* _Task 1_
In the listing, substitute "alpine survey" for "warehouse picking" throughout the stretch from the start of the listing through the line containing "x=814, y=27", and give back that stretch alone with everything else unchanged. Leave the pictures out of your answer.

* _Selected extract_
September 26, 2014
Edmond, Irene, and their daughter Christiane
From July 30 to August 12—virtually two weeks—I lived with Christiane Owusu-Sarpong in her own beautiful apartment in Strasbourg, and for a short time in Luzerne, with other friends. I want to say, first, how much I owe to Christiane for putting up with this old lady’s quirks and inabilities. She was a genius for finding and supplying me with daily copies of the International New York Times
(the new name of the old International Herald Tribune
). So, yes, I had the crossword, to my delight. And she understood that my mobility was limited. And as we left for France and Switzerland, mobility became the first issue for me, since I probably had overdone the walking in London.
In Strasbourg, Christiane’s parents wanted to see us at once, and we agreed to have a traditional mid-day dinner with them at a restaurant I remembered from a previous visit. Elegant and beautifully set in gardens, the restaurant served its traditional plate of ham, stuffed cabbage, potato, and sauerkraut. These items really do all go together, and I expect I delighted these warm and kind people by leaving only a clean plate. Later, in the apartment of Christiane’s parents, she and I played Rummikub with Irene, Christiane’s mother, while her father, Edmond, took a nap. That was a quiet, restful day, and I should have had several of these in a row. (Yes, Irene is the champ of Rummikub.)
|Christiane and her mother, Irene||Christiane and her father, Edmond||Christiane playing Rummikub|
But on the following day, Christiane and I set out to do half a dozen errands and a bit of shopping, and of course it proved far too much for me, though we were back in the apartment long before dinner time. Yes, I was frustrated. There were many places in Strasbourg I had never been to, the weather was perfect, sunny and comfortable, and I seemed grounded. So I insisted on going out again, and this proved my downfall. Christine arranged for me to have special help as we traveled by train to Switzerland to see some of Christiane’s old friends and to enjoy views of Lake Luzerne.
Like the trains in England, these were very comfortable, the first from Strasbourg to Basel, was French; the second from Basel to Luzerne, was Swiss. In both places, we were helped with the luggage and I was in a wheelchair.
In Luzerne, we enjoyed more fine weather, a few memorable thunder-and-lightening storms, and great sunsets. We enjoyed being on the lake in a boat, and driving around the lake, as well as up a small mountain so that we could see Luzerne—the town and the lake—spread out below. And I rested enough so that, on our final day, I could visit Luzerne’s museum, which tested the limits of my ability to photograph using the I-Phone. I failed. We did see an exhibit of one of Switzerland’s most beloved painter-heroes, Hans Emmenegger (1866-1940), whose art I had never seen before. The exhibit included samples of his various subjects. I was most taken with his early paintings of tree trunks in sunlight, and almost as obsessive, his interest in trying to paint the movement of water in various forms.

* _Records shown_
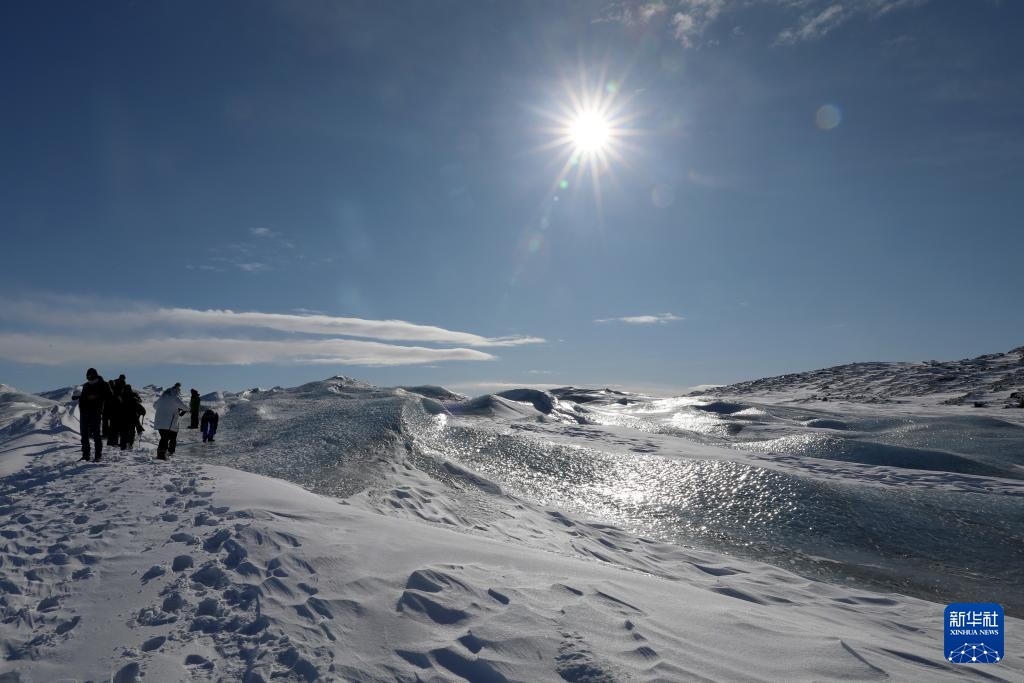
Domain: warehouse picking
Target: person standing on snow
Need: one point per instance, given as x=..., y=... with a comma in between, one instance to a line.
x=194, y=409
x=209, y=424
x=131, y=413
x=168, y=409
x=92, y=397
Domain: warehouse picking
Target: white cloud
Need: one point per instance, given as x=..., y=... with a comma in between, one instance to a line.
x=55, y=350
x=689, y=20
x=692, y=18
x=50, y=311
x=658, y=318
x=50, y=330
x=814, y=27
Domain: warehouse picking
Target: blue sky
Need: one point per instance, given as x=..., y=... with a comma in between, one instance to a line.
x=243, y=194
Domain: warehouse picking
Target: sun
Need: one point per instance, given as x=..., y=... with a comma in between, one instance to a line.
x=590, y=132
x=590, y=123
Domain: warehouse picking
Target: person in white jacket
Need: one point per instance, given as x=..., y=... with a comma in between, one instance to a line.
x=169, y=408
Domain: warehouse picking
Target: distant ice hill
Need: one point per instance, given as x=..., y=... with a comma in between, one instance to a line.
x=994, y=380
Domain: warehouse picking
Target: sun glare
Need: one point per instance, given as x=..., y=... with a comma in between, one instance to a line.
x=590, y=125
x=589, y=131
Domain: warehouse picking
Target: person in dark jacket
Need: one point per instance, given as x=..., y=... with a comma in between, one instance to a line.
x=209, y=424
x=92, y=397
x=194, y=409
x=130, y=418
x=112, y=412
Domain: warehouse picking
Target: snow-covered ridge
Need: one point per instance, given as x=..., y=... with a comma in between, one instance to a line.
x=987, y=379
x=524, y=537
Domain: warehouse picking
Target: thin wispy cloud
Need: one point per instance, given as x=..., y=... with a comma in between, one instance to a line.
x=52, y=330
x=55, y=350
x=690, y=22
x=657, y=318
x=51, y=311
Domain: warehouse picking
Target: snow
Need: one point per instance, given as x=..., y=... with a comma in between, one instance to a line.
x=343, y=531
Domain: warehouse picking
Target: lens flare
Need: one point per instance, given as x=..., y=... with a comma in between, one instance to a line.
x=590, y=123
x=589, y=131
x=827, y=117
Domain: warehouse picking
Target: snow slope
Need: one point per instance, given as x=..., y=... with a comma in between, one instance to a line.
x=416, y=543
x=988, y=379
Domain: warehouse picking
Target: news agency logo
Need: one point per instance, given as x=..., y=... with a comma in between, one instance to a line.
x=974, y=633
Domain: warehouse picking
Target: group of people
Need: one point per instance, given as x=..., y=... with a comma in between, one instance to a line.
x=113, y=411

* _Task 2_
Transcribe the stretch of the travel account from "Like the trains" through "in a wheelchair.".

* _Written response 1_
Domain: alpine survey
Target: person standing on snow
Need: one point per instance, given as x=..., y=... with a comma in between, one instance to a line.
x=194, y=409
x=209, y=424
x=131, y=413
x=168, y=409
x=92, y=397
Domain: alpine survey
Target: white cloud
Need: one point per instance, given as x=..., y=... with a comma in between, one instance to a line.
x=55, y=350
x=689, y=20
x=692, y=18
x=50, y=311
x=658, y=318
x=50, y=330
x=814, y=27

* _Written response 2_
Like the trains in England, these were very comfortable, the first from Strasbourg to Basel, was French; the second from Basel to Luzerne, was Swiss. In both places, we were helped with the luggage and I was in a wheelchair.